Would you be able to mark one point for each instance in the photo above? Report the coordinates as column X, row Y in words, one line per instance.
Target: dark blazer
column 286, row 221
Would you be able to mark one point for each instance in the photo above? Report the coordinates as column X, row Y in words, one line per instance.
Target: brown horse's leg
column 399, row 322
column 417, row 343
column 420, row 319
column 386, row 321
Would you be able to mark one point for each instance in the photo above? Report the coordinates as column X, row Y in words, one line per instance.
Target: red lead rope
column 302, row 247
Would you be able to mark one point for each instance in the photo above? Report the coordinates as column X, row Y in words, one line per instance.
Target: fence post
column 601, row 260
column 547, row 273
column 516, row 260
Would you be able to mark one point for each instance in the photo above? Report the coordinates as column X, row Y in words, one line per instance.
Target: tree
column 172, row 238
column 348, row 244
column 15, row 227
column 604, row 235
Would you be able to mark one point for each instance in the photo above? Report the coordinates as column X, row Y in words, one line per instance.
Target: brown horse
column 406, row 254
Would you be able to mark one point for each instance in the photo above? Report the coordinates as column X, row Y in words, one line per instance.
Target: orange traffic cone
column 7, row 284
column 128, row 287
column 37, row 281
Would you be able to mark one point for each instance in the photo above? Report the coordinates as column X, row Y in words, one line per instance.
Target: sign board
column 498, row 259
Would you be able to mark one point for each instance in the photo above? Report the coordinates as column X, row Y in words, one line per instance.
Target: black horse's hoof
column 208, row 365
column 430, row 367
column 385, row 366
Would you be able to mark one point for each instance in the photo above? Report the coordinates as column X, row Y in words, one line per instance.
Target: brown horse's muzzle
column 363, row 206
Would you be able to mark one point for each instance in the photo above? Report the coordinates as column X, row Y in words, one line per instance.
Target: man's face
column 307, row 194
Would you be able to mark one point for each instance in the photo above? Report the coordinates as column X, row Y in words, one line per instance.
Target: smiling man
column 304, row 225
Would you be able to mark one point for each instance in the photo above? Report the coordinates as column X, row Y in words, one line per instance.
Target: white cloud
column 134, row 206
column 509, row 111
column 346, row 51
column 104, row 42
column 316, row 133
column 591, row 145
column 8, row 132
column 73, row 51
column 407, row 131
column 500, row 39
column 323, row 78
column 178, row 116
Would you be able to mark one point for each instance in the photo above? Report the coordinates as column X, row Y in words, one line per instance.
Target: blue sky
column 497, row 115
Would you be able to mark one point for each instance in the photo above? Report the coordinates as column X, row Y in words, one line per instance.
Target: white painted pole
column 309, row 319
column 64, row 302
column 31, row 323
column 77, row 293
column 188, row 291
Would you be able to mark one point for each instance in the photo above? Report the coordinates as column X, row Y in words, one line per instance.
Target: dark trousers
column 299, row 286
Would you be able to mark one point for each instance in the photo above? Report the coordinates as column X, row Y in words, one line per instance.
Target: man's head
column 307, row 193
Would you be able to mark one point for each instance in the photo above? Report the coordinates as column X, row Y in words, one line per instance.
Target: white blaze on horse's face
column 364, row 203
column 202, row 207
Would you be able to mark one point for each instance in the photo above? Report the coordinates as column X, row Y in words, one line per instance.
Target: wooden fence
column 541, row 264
————
● **SET TASK**
Copy every line above word for word, without changing anything.

● **RESULT**
Would you be able to mark one point for each instance in the photo above? Report the coordinates as column X, row Y in words, one line per instance.
Target: dark blazer
column 286, row 221
Would you be able to mark one point for each instance in the photo above? Report the coordinates as column X, row Y in words, one line per instance.
Target: brown horse's leg
column 399, row 322
column 417, row 343
column 420, row 319
column 386, row 321
Would you be able to mark one point for each instance in the photo above? Report the coordinates as column X, row Y in words, one line per instance.
Target: red lead rope
column 302, row 247
Would you be able to mark one point for each instance in the photo above? Report the coordinates as column X, row Y in words, one line per instance.
Target: fence post
column 601, row 260
column 547, row 273
column 516, row 260
Would you be able to mark one point for each instance in the photo above? Report the coordinates as column X, row Y in words, one line per instance.
Target: tree
column 172, row 238
column 348, row 244
column 15, row 227
column 604, row 235
Would you be able to mark one point for each instance in the photo above? Report the coordinates as column X, row Y in words, one line per instance.
Target: brown horse
column 406, row 254
Would you be able to mark one point for each instance in the photo above? Report the coordinates as column X, row Y in words, one line per instance.
Target: orange traffic cone
column 7, row 284
column 128, row 287
column 37, row 281
Would you be able to mark one point for each instance in the photo above? Report the coordinates as column X, row Y in words, one line per instance.
Target: sign board
column 498, row 259
Would you be able to mark one point for each instance in the photo above? Report the coordinates as column X, row Y in words, one line per instance.
Target: black horse's hoof
column 208, row 365
column 430, row 367
column 385, row 366
Would you be able to mark one point for each instance in the photo above? Report the coordinates as column X, row Y in words, one line per instance.
Target: brown horse's muzzle
column 363, row 206
Would you be able to mark one point for each instance in the photo above? Report the coordinates as column X, row Y in words, one line per instance.
Target: man's face
column 307, row 194
Would you be able to mark one point for each instance in the photo above? Report the coordinates as column X, row Y in words, one line per instance.
Target: smiling man
column 304, row 225
Would you be able to mark one point for each instance in the photo above? Report the coordinates as column X, row Y in words, one line per instance.
Target: white cloud
column 134, row 206
column 509, row 111
column 346, row 51
column 104, row 42
column 316, row 133
column 591, row 145
column 8, row 132
column 73, row 51
column 407, row 131
column 500, row 39
column 323, row 78
column 178, row 116
Would you be able to mark one point for each instance in the photo above? Report the coordinates as column X, row Y in words, one line per instance.
Target: blue sky
column 497, row 115
Would you be able to mark one point for each instance in the photo above? Report the coordinates as column X, row Y in words, one line per instance.
Target: white painted pole
column 309, row 319
column 64, row 302
column 31, row 323
column 77, row 293
column 188, row 291
Would you be able to mark one point for each instance in the photo above? Report the coordinates as column X, row Y in words, one line per instance.
Target: dark trousers
column 299, row 286
Would you be able to mark one point for each instance in the photo above? Report the coordinates as column X, row Y in words, one line per instance.
Target: man's head
column 307, row 193
Would you be able to mark one point for each instance in the photo above? Report the coordinates as column X, row Y in words, one line per instance.
Target: white blaze on horse's face
column 364, row 203
column 202, row 207
Would you be able to mark one point for each instance in the photo above? Report the coordinates as column X, row Y in words, one line per instance.
Target: wooden fence
column 541, row 264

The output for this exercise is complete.